#### [TASK DESCRIPTION]
Lines to be reproduced exactly: the one that holds "Step one of the annotation pipeline: locate the woman's hand" and all those after it through the end of the data. Include no others.

#### [DATA EXTRACTS]

━━━━━━

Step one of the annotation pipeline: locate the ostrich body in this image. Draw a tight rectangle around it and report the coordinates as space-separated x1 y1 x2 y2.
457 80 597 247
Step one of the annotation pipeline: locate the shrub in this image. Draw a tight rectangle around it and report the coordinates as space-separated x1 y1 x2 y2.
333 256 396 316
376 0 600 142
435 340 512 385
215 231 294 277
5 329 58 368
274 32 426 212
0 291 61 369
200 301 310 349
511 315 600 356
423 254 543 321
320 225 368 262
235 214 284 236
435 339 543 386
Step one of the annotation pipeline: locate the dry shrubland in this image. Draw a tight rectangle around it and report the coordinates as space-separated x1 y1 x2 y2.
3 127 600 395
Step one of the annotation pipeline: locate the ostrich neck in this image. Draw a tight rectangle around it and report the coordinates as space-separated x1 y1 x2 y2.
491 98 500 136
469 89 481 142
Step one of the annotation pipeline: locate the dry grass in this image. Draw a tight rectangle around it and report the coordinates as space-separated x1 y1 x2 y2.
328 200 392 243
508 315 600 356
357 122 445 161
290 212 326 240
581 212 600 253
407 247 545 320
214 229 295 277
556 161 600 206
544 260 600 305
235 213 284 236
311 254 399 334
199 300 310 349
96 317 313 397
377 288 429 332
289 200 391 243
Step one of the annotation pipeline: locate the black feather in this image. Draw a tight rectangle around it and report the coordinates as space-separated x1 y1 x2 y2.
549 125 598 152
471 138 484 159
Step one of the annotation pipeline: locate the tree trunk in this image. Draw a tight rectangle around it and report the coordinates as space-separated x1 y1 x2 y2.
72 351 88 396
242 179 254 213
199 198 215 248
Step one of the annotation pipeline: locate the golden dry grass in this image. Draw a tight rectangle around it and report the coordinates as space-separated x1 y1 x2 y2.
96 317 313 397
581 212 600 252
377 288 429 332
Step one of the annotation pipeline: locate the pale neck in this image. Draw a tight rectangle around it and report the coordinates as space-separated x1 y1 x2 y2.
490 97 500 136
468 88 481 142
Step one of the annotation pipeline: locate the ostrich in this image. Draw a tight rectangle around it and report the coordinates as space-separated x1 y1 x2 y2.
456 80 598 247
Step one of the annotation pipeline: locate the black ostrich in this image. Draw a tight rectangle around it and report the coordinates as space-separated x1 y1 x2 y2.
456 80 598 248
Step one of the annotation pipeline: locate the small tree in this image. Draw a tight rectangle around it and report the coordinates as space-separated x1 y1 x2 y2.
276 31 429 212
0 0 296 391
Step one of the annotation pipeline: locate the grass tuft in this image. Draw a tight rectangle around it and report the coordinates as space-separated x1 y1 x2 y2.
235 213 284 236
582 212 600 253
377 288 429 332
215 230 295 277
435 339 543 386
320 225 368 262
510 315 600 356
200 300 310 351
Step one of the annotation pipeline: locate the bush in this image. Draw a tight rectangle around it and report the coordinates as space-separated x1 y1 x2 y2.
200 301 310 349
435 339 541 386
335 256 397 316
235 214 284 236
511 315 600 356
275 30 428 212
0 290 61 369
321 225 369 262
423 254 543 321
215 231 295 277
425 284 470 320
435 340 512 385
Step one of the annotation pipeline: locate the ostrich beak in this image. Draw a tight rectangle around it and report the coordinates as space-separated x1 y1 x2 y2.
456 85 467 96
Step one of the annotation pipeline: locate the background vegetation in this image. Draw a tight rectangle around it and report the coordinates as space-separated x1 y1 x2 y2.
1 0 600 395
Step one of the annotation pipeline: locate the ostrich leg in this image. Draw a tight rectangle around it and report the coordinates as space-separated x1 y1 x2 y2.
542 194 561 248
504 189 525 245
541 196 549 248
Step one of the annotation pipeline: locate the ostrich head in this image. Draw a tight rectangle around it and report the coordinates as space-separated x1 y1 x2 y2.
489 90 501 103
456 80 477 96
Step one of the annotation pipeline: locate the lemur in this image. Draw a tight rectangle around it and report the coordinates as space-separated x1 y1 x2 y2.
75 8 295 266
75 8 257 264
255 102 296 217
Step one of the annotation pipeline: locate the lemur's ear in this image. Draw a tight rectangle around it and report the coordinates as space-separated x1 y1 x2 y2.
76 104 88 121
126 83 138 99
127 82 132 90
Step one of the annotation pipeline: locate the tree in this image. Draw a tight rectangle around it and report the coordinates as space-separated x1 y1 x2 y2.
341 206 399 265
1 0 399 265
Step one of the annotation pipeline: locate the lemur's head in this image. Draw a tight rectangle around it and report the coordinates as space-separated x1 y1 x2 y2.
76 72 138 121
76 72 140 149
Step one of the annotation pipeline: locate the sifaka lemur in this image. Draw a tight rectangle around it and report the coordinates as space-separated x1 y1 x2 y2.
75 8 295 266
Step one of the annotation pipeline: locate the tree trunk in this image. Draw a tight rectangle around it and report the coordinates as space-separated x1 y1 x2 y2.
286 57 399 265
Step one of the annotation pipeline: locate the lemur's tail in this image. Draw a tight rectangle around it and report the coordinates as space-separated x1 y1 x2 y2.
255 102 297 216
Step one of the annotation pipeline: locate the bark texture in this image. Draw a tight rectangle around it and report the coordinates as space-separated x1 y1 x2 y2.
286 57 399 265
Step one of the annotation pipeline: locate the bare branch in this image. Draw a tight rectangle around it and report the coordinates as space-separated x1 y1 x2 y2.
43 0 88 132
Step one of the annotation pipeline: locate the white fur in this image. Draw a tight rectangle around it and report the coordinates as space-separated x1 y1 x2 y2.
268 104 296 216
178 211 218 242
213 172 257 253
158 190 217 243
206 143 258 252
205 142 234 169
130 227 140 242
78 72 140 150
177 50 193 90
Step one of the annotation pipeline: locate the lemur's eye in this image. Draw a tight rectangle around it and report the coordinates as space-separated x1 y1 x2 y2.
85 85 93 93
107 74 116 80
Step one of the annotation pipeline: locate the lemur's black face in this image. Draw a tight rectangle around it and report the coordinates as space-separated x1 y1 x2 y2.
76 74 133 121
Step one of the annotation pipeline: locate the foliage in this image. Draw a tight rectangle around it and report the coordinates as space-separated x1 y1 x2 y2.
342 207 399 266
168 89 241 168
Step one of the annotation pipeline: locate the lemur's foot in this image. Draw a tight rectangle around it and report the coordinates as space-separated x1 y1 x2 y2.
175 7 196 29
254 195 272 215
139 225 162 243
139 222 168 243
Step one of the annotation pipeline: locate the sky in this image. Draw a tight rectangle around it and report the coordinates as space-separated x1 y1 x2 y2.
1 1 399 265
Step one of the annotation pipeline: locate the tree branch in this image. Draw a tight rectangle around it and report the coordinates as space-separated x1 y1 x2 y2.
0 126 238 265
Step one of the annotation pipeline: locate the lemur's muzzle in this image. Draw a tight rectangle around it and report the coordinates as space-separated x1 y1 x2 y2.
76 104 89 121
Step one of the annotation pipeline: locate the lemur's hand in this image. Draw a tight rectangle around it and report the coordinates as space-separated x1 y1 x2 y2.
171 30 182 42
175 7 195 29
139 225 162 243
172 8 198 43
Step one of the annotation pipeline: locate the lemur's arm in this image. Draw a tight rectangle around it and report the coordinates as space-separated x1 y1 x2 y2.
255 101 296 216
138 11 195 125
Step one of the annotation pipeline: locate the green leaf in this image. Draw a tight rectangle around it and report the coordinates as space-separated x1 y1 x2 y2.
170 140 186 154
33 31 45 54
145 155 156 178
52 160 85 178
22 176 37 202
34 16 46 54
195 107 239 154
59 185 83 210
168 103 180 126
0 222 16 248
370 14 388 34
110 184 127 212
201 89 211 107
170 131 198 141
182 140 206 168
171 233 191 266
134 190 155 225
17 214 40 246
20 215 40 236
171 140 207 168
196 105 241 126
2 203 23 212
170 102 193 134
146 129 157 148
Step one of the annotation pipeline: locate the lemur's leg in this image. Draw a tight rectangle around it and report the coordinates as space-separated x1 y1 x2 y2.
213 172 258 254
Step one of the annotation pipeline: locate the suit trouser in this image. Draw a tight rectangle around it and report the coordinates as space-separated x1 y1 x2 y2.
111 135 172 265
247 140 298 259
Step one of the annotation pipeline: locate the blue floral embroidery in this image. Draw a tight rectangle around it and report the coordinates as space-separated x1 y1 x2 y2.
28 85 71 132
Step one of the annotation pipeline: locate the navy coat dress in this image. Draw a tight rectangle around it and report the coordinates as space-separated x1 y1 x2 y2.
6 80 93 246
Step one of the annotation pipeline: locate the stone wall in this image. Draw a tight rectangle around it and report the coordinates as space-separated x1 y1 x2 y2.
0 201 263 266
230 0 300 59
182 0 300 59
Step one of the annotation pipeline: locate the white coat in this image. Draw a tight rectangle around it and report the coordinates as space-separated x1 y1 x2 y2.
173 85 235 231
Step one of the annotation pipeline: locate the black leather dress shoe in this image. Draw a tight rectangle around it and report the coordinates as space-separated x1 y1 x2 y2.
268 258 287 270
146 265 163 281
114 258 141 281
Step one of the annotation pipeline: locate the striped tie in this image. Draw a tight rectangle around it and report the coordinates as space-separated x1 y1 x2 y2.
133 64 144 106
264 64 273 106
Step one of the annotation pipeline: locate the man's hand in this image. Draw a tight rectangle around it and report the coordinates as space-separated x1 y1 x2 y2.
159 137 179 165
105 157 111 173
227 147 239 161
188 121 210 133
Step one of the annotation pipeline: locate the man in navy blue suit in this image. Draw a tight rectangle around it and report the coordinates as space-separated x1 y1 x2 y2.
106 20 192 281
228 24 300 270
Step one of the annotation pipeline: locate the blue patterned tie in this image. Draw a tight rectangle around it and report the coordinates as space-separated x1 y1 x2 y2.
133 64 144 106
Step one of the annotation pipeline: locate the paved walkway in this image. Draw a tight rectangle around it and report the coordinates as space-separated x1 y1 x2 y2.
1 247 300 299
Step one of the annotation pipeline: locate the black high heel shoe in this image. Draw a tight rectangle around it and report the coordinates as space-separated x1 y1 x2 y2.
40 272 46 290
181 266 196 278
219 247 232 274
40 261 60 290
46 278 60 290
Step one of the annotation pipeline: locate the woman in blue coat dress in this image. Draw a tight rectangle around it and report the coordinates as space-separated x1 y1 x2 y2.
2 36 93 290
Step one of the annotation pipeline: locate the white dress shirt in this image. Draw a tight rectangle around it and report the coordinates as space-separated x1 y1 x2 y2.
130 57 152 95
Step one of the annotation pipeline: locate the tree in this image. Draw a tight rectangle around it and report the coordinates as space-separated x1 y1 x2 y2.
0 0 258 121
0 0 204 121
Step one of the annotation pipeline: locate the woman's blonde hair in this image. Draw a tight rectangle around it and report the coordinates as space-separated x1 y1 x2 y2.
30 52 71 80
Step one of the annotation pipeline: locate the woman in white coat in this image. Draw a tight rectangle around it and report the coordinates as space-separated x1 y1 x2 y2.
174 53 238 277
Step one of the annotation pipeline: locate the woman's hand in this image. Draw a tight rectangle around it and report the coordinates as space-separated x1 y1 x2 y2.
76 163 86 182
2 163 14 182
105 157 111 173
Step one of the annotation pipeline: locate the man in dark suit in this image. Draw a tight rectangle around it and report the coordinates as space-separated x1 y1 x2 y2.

━━━━━━

#### [COMPLETED EXERCISE]
Step one of the annotation pipeline: locate the woman's hand in this image. Draw a tight rectangle around it and report the coordinates as space-separated x1 y1 x2 y2.
76 163 86 182
2 163 14 182
105 157 111 173
Step one of the annotation pipeline: locate the man in dark suit in this image. Draw a tight rectangle around it and report the coordinates as space-separated x1 y1 x2 y2.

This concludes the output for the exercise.